(Exercise prompt): Can you put every line of the data below into a numbered list, leaving out any blank lines?

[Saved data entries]

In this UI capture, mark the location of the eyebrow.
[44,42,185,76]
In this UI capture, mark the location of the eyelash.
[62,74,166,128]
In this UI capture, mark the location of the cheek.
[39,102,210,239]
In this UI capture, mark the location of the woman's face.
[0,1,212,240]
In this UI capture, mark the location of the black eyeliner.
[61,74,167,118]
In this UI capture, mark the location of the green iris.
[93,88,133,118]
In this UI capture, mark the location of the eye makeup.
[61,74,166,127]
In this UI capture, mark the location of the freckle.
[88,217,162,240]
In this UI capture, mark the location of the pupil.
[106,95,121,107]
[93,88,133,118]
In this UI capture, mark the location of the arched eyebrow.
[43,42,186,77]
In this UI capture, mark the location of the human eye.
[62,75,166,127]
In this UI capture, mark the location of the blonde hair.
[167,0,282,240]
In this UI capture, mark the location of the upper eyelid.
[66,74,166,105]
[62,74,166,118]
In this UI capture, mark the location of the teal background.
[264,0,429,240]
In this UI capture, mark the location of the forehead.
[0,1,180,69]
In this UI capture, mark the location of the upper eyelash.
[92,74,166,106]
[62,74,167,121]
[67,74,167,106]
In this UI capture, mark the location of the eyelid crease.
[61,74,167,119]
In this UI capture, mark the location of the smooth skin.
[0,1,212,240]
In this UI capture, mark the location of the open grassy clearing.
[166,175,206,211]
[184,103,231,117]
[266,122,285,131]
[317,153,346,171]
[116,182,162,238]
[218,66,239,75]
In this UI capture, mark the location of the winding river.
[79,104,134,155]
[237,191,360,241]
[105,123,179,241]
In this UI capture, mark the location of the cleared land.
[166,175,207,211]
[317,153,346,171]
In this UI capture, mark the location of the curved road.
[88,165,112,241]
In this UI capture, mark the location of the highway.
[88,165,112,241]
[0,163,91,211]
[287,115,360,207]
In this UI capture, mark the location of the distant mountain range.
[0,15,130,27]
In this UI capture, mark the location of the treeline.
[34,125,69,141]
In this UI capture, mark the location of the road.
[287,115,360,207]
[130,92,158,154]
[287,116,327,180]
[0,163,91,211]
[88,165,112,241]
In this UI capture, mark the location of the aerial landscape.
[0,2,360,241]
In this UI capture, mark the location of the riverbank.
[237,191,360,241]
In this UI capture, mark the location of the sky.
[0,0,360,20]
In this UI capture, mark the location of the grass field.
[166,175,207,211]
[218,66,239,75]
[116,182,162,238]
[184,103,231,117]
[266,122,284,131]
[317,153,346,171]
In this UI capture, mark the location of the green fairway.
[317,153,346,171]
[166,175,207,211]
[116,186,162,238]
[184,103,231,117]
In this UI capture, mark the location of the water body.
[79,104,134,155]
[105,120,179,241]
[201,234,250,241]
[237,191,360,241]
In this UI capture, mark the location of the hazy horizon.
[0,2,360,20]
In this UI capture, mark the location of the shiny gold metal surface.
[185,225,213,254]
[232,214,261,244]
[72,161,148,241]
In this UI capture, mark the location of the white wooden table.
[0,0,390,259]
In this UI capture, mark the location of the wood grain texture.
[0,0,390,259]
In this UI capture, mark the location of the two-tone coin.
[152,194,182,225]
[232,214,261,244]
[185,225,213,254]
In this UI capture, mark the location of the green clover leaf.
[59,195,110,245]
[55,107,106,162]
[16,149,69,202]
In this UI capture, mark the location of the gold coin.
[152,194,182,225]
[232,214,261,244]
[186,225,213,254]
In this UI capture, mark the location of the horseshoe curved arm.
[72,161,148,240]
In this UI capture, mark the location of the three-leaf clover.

(Answer to the exercise):
1. In this UI capture, mark the location of the eyebrow.
2. [44,42,185,76]
3. In this UI capture, mark the location of the eyelash.
4. [62,74,166,128]
5. In this UI capture, mark the location of the cheek.
6. [39,102,210,239]
7. In this UI capture, mark the location of the woman's face.
8. [0,1,212,240]
9. In this UI capture, mark the location of the black eyeliner.
10. [61,74,167,118]
11. In this UI capture, mark the location of the green iris.
12. [93,88,133,118]
13. In this UI capture, mark the location of the eye makeup.
14. [61,74,166,127]
15. In this UI capture, mark the location of the freckle.
16. [88,217,162,240]
17. In this UI capture, mark the location of the pupil.
18. [106,95,121,107]
19. [93,88,133,118]
20. In this UI capture, mark the location of the arched eyebrow.
21. [43,42,186,77]
22. In this UI capture, mark the location of the human eye.
23. [62,75,166,127]
24. In this UI capture, mark the location of the blonde hair.
25. [167,0,282,240]
26. In this UI capture, mark the location of the upper eyelid.
27. [66,74,166,105]
28. [62,74,166,118]
29. In this UI capture, mark the location of the teal background.
30. [264,0,429,240]
31. In this UI capture, mark the location of the forehead.
32. [0,1,180,69]
33. In this UI capture, mark the location of the upper eyelash.
34. [92,74,166,106]
35. [62,74,167,121]
36. [67,74,167,106]
37. In this UI capture, mark the location of the eyelid crease.
38. [61,74,167,119]
39. In this UI capture, mark the location of the smooth skin.
40. [0,1,212,240]
41. In this UI capture, mark the location of the open grassy clearing.
42. [166,175,206,211]
43. [184,103,231,117]
44. [266,122,285,131]
45. [317,153,346,171]
46. [116,182,162,238]
47. [218,66,239,75]
48. In this UI capture, mark the location of the winding river.
49. [79,104,134,155]
50. [237,191,360,241]
51. [105,123,179,241]
52. In this UI capture, mark the location of the cleared land.
53. [166,175,207,211]
54. [317,153,346,171]
55. In this UI capture, mark the location of the curved road.
56. [88,165,112,241]
57. In this UI capture, mark the location of the highway.
58. [88,165,112,241]
59. [0,163,91,211]
60. [287,115,360,207]
61. In this UI capture, mark the location of the distant mountain range.
62. [0,15,130,27]
63. In this UI capture, mark the location of the treeline.
64. [34,125,69,141]
65. In this UI capture, mark the location of the road.
66. [287,115,360,207]
67. [130,92,158,154]
68. [287,116,327,180]
69. [0,163,91,211]
70. [88,165,112,241]
71. In this UI capture, mark the location of the aerial landscape.
72. [0,2,360,241]
73. In this UI capture, mark the location of the riverbank.
74. [237,191,360,241]
75. In this UI capture, mark the location of the sky.
76. [0,0,360,20]
77. In this UI capture, mark the location of the grass field.
78. [166,175,207,211]
79. [218,66,239,75]
80. [116,182,162,238]
81. [184,103,231,117]
82. [266,122,284,131]
83. [317,153,346,171]
84. In this UI capture, mark the location of the green fairway.
85. [317,153,346,171]
86. [166,175,207,211]
87. [116,186,162,238]
88. [184,103,231,117]
89. In this UI capture, mark the location of the water body.
90. [79,104,134,155]
91. [105,120,179,241]
92. [201,234,250,241]
93. [237,191,360,241]
94. In this UI capture, mark the location of the hazy horizon.
95. [0,2,360,20]
96. In this UI capture, mark the location of the shiny gold metal surface.
97. [185,225,213,254]
98. [232,214,261,244]
99. [72,161,148,241]
100. In this UI capture, mark the location of the white wooden table.
101. [0,0,390,259]
102. In this UI capture, mark the location of the wood grain texture.
103. [0,0,390,259]
104. In this UI capture, mark the location of the two-tone coin.
105. [152,194,182,225]
106. [232,214,261,244]
107. [185,225,213,254]
108. In this UI capture, mark the location of the green clover leaf.
109. [59,195,110,245]
110. [55,107,106,162]
111. [16,149,69,202]
112. In this UI capture, mark the location of the gold coin.
113. [152,194,182,225]
114. [232,214,261,244]
115. [186,225,213,254]
116. In this UI capture, mark the location of the horseshoe curved arm.
117. [72,161,148,240]
118. In this UI capture, mark the location of the three-leaf clover.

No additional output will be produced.